### EXERCISE
Express all of the data below as a numbered list, leaving out any blank lines.

* START DATA ENTRIES *

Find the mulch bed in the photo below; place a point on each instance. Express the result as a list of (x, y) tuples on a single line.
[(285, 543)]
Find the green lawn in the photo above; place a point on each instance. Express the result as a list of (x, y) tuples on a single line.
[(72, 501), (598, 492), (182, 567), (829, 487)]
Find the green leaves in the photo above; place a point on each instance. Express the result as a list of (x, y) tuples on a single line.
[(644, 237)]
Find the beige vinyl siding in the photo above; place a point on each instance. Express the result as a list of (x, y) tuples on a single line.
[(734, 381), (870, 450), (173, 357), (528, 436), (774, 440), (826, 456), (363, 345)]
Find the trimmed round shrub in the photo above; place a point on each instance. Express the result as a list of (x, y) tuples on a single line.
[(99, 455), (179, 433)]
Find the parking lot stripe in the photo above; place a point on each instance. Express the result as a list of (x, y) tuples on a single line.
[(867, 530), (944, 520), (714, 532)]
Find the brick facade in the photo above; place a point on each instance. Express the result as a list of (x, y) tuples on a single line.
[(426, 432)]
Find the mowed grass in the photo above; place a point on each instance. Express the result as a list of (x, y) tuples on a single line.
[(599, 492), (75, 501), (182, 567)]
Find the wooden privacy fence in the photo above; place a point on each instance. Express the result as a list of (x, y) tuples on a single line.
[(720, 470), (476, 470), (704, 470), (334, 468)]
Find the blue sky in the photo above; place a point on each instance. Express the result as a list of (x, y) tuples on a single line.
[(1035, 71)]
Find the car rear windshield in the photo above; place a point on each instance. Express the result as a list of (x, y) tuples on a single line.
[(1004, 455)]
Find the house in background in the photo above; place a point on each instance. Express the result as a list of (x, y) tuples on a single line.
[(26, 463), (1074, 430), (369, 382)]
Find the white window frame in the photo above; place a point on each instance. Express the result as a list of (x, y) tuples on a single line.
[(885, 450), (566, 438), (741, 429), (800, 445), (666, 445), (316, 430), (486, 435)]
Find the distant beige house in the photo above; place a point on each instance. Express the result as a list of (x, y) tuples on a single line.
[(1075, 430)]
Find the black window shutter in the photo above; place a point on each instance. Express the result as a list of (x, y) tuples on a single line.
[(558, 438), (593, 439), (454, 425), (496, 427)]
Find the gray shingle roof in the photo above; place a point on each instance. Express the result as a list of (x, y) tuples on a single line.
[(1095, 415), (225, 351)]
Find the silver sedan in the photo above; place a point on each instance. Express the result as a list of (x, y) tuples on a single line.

* END DATA ENTRIES *

### SOLUTION TO THIS EXERCISE
1. Find the mulch bed in the photo below; place a point on each instance. Express the result as a list of (x, y) tuples on a single line.
2. [(285, 543)]
3. Find the green lawn in the photo above; place a point on each instance. Express the result as a list of (x, y) tuples on a single line.
4. [(72, 501), (598, 492), (182, 567), (829, 487)]
5. Find the green leaves in the photo above; place a point on each instance. Express the result as a list of (x, y) tuples on a single line.
6. [(644, 237)]
7. Find the beige vinyl siding in the photo above; place a point on each instance. Express the result as a list of (x, y) tuples on a single line.
8. [(734, 381), (870, 450), (173, 357), (528, 436), (774, 440), (826, 456), (363, 345)]
9. Find the trimmed round shrub in the photo above; place a point on each instance. Express the result as a list of (x, y) tuples on a single line.
10. [(99, 455), (179, 433)]
11. Find the parking lot stripe in the photo above; place a point on each instance. Express the result as a list of (x, y) tuples on a single line.
12. [(867, 530), (944, 520), (714, 532)]
13. Find the brick facade in the photo above; place a point on each instance. Express the result as a list of (x, y) tuples on a single line.
14. [(426, 432)]
15. Find the mowed grass in the photo above; place a point on each instance. Express the result as a list of (x, y) tuples on a single line.
16. [(599, 492), (75, 501), (182, 567)]
17. Find the wooden privacy fence in the photo above; place a point on each instance. Express the result as a list of (x, y) tuples on a single line.
18. [(720, 470), (476, 470), (704, 470), (334, 468)]
19. Find the blue sky in the photo above; place a point on each instance. Express the result as a list of (x, y) tuples on a single line.
20. [(1035, 71)]
21. Find the car rear windshield in the photo above; place a point on each instance. Express the result as a list of (x, y) tuples on a single line.
22. [(1004, 455)]
23. Find the house in background in the photo above; place a point on each instance. Express the result as a list of (x, y) tuples on a single line.
24. [(26, 463), (1074, 430), (369, 382)]
25. Find the white window frame in the photo above; place a point on each instance. Express the result as a list of (x, y) tuples on a single line.
26. [(885, 450), (566, 438), (741, 429), (800, 445), (666, 445), (316, 430), (486, 435)]
27. Find the distant beige house in the photo above; place a point on each instance. Express the result as a list of (x, y) tuples on a single line.
28. [(1075, 430)]
29. Find the black window shutter in the photo above; place a point on each instance. Express the result as a list of (x, y) tuples on a single line.
30. [(558, 438), (593, 439), (454, 425), (496, 427)]
31. Find the gray shingle roof in the photo above; place a point on each instance. Express the result as a list of (x, y) tuples on a single line.
32. [(1095, 415), (225, 351)]
33. Find the silver sedan in the photo above; place a point on each instance. Express the result as a list of (x, y) tuples on a single line.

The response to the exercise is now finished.